J’avoue qu’en général on ne voit dans ces petits poëmes ni la richesse des compositions d’Homère, ni le feu des odes de Pindare ou des chœurs des tragiques ; mais j’ose dire aussi que Callimaque, dont le principal mérite ne consiste, si l’on veut, que dans une élégance continue et dans la variété des détails qu’il sait placer à propos, montre quelquefois assez d’élévation et de force pour que le jugement d’Ovide, qui lui refusait entièrement le génie et ne lui accordait que l’art, paraisse au moins trop sévère.

========================================================================

▸ **À faire**
(1) Affichez chaque ligne de la liste ci-dessous qui contient le mot "flower".
(2) Poursuivez le texte sur Callimaque ci-dessus après sa dernière phrase.

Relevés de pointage
========================================================================

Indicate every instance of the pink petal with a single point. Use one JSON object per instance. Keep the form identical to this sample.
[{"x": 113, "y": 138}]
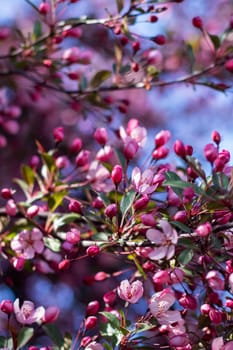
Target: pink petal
[{"x": 158, "y": 253}]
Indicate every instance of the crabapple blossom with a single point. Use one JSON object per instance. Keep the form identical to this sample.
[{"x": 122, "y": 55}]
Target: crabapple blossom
[
  {"x": 130, "y": 292},
  {"x": 27, "y": 313},
  {"x": 164, "y": 240},
  {"x": 27, "y": 243}
]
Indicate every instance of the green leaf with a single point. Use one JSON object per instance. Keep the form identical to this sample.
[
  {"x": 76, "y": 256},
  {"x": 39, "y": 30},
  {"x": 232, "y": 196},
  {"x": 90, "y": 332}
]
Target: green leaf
[
  {"x": 99, "y": 78},
  {"x": 24, "y": 335},
  {"x": 127, "y": 202},
  {"x": 115, "y": 322},
  {"x": 55, "y": 199},
  {"x": 53, "y": 332},
  {"x": 64, "y": 220},
  {"x": 215, "y": 41},
  {"x": 28, "y": 174},
  {"x": 186, "y": 242},
  {"x": 52, "y": 243},
  {"x": 181, "y": 226},
  {"x": 185, "y": 256},
  {"x": 120, "y": 5}
]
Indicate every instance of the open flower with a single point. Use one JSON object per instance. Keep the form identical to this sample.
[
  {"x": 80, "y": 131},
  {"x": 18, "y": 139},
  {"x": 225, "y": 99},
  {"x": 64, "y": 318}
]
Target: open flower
[
  {"x": 130, "y": 292},
  {"x": 28, "y": 243},
  {"x": 28, "y": 314},
  {"x": 160, "y": 304},
  {"x": 164, "y": 240}
]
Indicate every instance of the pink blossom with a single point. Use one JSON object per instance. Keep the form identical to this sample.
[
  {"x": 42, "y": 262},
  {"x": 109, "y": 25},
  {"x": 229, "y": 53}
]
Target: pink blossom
[
  {"x": 28, "y": 243},
  {"x": 143, "y": 182},
  {"x": 215, "y": 280},
  {"x": 164, "y": 240},
  {"x": 97, "y": 176},
  {"x": 27, "y": 314},
  {"x": 94, "y": 346},
  {"x": 130, "y": 292},
  {"x": 160, "y": 304}
]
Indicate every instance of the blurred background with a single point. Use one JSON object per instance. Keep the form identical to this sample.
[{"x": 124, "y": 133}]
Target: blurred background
[{"x": 190, "y": 113}]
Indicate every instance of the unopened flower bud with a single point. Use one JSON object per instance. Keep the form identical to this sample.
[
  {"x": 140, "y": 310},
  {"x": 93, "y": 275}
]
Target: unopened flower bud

========================================================================

▸ **Résultats**
(1)
Indicate every instance of the open flower with a single point. Use one JSON object per instance. Keep the form identical to this sample.
Target: open flower
Indicate every instance of the unopened flower bud with a single point. Use one JSON object per instance. Keep the form identical to this sample.
Target: unopened flower bud

(2)
D’ailleurs la lecture de ces hymnes, qui, comme pièces de poésie, ont droit de nous intéresser, doit nous attacher encore plus par l’utilité dont elle est pour la parfaite intelligence de la fable et de l’histoire ancienne. Les notes de plusieurs savants hommes, et surtout le vaste commentaire de Spanheim, en ont fait sortir une foule de traits variés, qui peuvent servir à l’éclaircissement de plusieurs points de mythologie et d’histoire, principalement par rapport aux pratiques religieuses de plusieurs fêtes célèbres dans la Grèce. C’est en suivant les traces de ces laborieux écrivains, en réunissant tous ces différents traits épars dans leurs écrits, et en recueillant ceux qui pouvaient leur être échappés, que je suis parvenu à donner, dans plusieurs dissertations, lues à l’Académie des Belles-Lettres, une idée plus juste que celle qu’on s’était formée jusqu’à présent, des solennités pour lesquelles la plupart de ces hymnes ont été composées, telles que les fêtes carnéennes, les Thesmophories, la cérémonie des bains de Pallas, et les fêtes de Délos.

On me saura gré, peut-être, de rassembler ici tout ce qu’on peut savoir touchant la personne de Callimaque, et ses nombreux ouvrages, dont nous ne possédons aujourd’hui que la moindre partie.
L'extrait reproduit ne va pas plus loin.